### WHAT THE TASK REQUIRES
Give the listing again in full and exactly, apart from its pictures.

### DATA SECTION
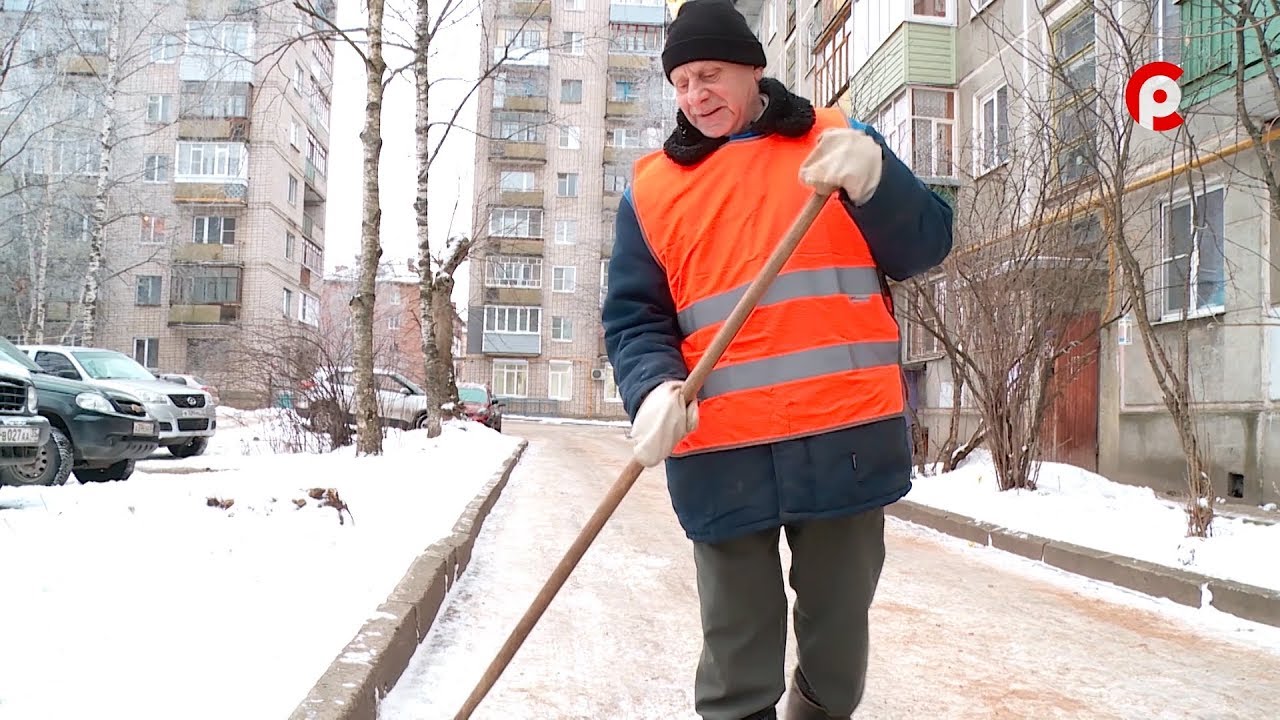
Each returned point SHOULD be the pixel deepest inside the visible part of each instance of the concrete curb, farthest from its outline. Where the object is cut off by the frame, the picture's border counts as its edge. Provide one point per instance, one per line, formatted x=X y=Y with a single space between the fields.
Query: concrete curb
x=1249 y=602
x=373 y=661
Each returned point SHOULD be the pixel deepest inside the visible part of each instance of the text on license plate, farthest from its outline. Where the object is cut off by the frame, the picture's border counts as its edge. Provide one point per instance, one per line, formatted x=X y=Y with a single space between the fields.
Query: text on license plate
x=18 y=436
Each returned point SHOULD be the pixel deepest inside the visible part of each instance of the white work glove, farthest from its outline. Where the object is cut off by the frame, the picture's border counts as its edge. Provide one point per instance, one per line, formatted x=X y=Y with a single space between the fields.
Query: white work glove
x=844 y=158
x=661 y=423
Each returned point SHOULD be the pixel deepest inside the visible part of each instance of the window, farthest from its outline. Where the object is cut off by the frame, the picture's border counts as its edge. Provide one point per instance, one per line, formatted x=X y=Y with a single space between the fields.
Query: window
x=563 y=278
x=566 y=232
x=574 y=41
x=1194 y=277
x=516 y=222
x=562 y=329
x=159 y=108
x=155 y=168
x=154 y=231
x=1168 y=30
x=566 y=185
x=1074 y=95
x=625 y=91
x=993 y=128
x=310 y=310
x=511 y=378
x=213 y=229
x=210 y=162
x=517 y=181
x=929 y=8
x=512 y=319
x=513 y=270
x=196 y=285
x=560 y=384
x=146 y=351
x=571 y=91
x=149 y=290
x=164 y=49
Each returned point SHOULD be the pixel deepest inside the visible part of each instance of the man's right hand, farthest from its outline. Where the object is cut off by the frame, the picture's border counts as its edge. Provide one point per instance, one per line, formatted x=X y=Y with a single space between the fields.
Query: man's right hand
x=662 y=422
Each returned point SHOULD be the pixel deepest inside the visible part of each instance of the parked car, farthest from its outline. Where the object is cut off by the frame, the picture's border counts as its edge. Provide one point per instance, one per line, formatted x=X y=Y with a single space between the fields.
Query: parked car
x=192 y=382
x=186 y=418
x=99 y=433
x=401 y=401
x=480 y=405
x=22 y=431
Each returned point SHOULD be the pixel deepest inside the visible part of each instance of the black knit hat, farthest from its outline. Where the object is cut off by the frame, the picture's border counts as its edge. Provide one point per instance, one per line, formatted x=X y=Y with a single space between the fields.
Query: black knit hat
x=711 y=30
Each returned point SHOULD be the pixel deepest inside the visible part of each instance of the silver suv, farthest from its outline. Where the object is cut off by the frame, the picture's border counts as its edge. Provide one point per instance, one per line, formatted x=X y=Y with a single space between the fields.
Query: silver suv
x=187 y=417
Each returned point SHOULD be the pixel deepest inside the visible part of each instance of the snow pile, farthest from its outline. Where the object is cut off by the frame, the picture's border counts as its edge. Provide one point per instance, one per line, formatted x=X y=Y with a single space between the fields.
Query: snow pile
x=219 y=586
x=1086 y=509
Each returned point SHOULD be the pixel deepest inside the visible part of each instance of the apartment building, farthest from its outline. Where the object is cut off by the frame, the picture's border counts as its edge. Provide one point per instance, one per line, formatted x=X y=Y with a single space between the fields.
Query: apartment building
x=579 y=96
x=397 y=324
x=959 y=87
x=216 y=199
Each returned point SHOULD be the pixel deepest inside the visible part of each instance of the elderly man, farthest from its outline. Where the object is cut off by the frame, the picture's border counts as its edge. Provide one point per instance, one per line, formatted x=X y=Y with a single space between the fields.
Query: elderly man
x=800 y=427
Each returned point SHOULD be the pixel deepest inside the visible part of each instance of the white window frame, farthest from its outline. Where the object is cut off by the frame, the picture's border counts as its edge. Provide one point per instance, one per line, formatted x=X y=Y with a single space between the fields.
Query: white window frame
x=517 y=369
x=562 y=328
x=1193 y=308
x=513 y=270
x=560 y=379
x=565 y=279
x=983 y=162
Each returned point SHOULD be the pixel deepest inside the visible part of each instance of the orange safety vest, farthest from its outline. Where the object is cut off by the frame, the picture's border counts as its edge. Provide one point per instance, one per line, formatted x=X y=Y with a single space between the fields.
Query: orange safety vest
x=821 y=350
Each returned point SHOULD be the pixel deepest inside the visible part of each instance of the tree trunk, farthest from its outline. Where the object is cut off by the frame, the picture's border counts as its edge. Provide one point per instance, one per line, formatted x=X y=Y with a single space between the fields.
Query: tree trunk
x=97 y=220
x=369 y=434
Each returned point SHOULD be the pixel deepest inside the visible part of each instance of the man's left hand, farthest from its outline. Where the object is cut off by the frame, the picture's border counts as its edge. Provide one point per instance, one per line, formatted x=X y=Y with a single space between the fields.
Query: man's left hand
x=844 y=158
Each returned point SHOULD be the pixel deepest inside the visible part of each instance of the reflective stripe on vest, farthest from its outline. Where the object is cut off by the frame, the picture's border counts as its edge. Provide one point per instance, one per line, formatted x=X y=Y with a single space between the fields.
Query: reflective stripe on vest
x=821 y=350
x=854 y=282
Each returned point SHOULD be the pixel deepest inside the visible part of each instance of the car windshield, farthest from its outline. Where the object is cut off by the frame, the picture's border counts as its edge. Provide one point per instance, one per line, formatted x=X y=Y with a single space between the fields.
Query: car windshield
x=18 y=356
x=103 y=365
x=472 y=395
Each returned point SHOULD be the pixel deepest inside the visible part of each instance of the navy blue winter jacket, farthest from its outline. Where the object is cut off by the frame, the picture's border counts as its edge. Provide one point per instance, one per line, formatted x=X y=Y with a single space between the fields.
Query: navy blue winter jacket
x=726 y=493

### ANSWER TO THIS PROBLEM
Each returned point SHOULD be the pixel deepest inside the visible part of each instance of the concrete curb, farthest from its outline. Where the object is cut off by the frame, the picture's border counts as its edge. Provide one point per instance, one per line, formatted x=X y=Y with a single space between the fields.
Query: concrete curb
x=1249 y=602
x=373 y=661
Each returned point SHOULD be the pixel deepest inside the visible part of each instance of the text on license plate, farthest from its outline. Where the object is cut off by the frame, the picture's border counts as its edge. Provide one point per instance, one per line, formatted x=X y=Y with a single space between the fields.
Query: text on license plate
x=18 y=436
Each returned point SHOULD be the pixel deepest inside the visible part of each instance of the white work glove, farthest from its outline. Where the object is cut off by the frame, the picture's border counts as its edge. Provide one point per instance, one per line, formatted x=X y=Y with a single space between the fields.
Query: white work glove
x=844 y=158
x=661 y=423
Each returned point SHOULD be the pixel deepest inside the visible part of each instance of the window, farthest from its outline. Where the object is cut off by the frame, the picture's border counts as its edge. Provide one point per instance, one per line, formatted x=X y=Y with a single space between the fields.
Query: window
x=563 y=278
x=566 y=232
x=574 y=41
x=1194 y=277
x=516 y=222
x=562 y=329
x=159 y=108
x=155 y=168
x=154 y=231
x=1168 y=30
x=566 y=185
x=1074 y=95
x=625 y=91
x=993 y=128
x=310 y=310
x=511 y=378
x=213 y=229
x=210 y=162
x=517 y=181
x=929 y=8
x=512 y=319
x=513 y=270
x=196 y=285
x=560 y=384
x=146 y=351
x=571 y=91
x=149 y=290
x=164 y=49
Each returned point SHOULD be the pixel deepest inside the visible part of each instance of the man's right hand, farthest from its outline. Where the object is cut off by the frame, the picture's border counts as its edge. Provide one point per instance, one per line, formatted x=X y=Y with a single space between the fields.
Query: man's right hand
x=662 y=422
Each returned point SHOULD be the pixel deepest inside the visible part of each instance of the parked car, farthest from its outline. Where the object is cut off by the frame, the picture's border counts as its edge. Provide one point per instance, one per line, formatted x=X y=Y with a single space between the fields.
Query: parked car
x=192 y=382
x=186 y=418
x=99 y=433
x=401 y=401
x=480 y=405
x=22 y=431
Each returned point SHOULD be the pixel deepest inside the visible part of each instance of the black knit hat, farthest from its outline. Where the object is cut off by the frame, the picture's border counts as its edge. Provide one point per instance, one per line, formatted x=X y=Y with a single space between the fields.
Query: black knit hat
x=711 y=30
Each returned point SHOULD be the pixel deepest inside the visible part of each instance of the silver suv, farthest from its outline. Where the object is cut off by the frame, the picture's border counts as its edge. Provide one point per instance, one per line, formatted x=X y=Y with a single space between the fields.
Query: silver suv
x=187 y=417
Each returned point SHOULD be the pixel deepest inside the visible part of each instance of the snow pile, farthest from its outline. Where the object is cut off by the frame, the picture's border counts as its edge. Provide one point per instance, one per line, formatted x=X y=Y with a single space between the fields.
Query: snow pile
x=219 y=586
x=1086 y=509
Each returned point SHOULD be the pixel deepest inside the visible part of each instance of the apartment building, farthest from its outline. Where the object is cut off by the frame, the picture's border counts as its edge. Provide one point per instance, one per line, formatted x=X y=Y with a single space between the fields.
Query: apartment building
x=579 y=96
x=397 y=324
x=959 y=87
x=216 y=199
Each returned point SHOULD be the pixel deepest inside the visible part of each instance of the elderly man, farthest from its outline. Where the object is cut off by the frame, the picture's border counts as its edge. Provide one point per instance, one per line, formatted x=X y=Y with a single space between the fields.
Query: elderly man
x=800 y=427
Each returned point SHOULD be the pixel deepest inside the visible part of each instance of the white window frame, farthest from its outline. Where the object is cut off by the frame, the picture's border counts as its edge. Provide one point per instance, one per line, formatted x=X y=Y with a single space between the fields.
Query: white window frame
x=517 y=369
x=562 y=328
x=1193 y=308
x=513 y=270
x=560 y=379
x=565 y=279
x=983 y=162
Each returned point SHOULD be the pixel deepest inside the visible part of each instance of the orange safety vest, farthest from its outline. Where the object is cut off by the frame, the picture's border counts as its edge. Provide one point per instance, one per line, formatted x=X y=Y with a single space between the fields.
Query: orange safety vest
x=821 y=350
Each returned point SHOULD be the pixel deepest inside the visible part of each instance of the tree trunk, farthest from its outline. Where the object is cut off by the frame, the picture's border counts as its edge. Provide one point per instance, one per line, formatted x=X y=Y with a single space between the fields.
Query: tree trunk
x=97 y=220
x=369 y=434
Each returned point SHOULD be the pixel deepest inside the visible part of each instance of the man's left hand, farthest from its outline. Where the object is cut off by the frame, the picture's border counts as its edge. Provide one point per instance, one per line, formatted x=X y=Y with a single space between the fields.
Query: man's left hand
x=844 y=158
Each returned point SHOULD be the pixel deepest inside the visible part of each instance of the reflective stripe on vest, farthest from its outline. Where the object is cut off by the frame, the picture's border counts as its edge. Provide one point per instance, one per line, formatted x=X y=Y with a single space between the fields.
Query: reflective stripe on vest
x=821 y=350
x=854 y=282
Each returned point SHOULD be the pixel deepest inside the visible part of each instance of the car windshield, farthest from its outline. Where the object is cut off by the frame, the picture's border counts as its edge. Provide one point per instance, one per line, formatted x=X y=Y with a single space between the fields.
Query: car windshield
x=18 y=356
x=103 y=365
x=472 y=395
Each returned point SHOULD be the pixel deepest inside the visible part of each instance of the navy blue winter jacket, farthest from its outline. Where the object is cut off by the frame, the picture's border counts as its edge. Provide one point per instance, one per line, formatted x=X y=Y with a single space between the fields.
Query: navy blue winter jacket
x=726 y=493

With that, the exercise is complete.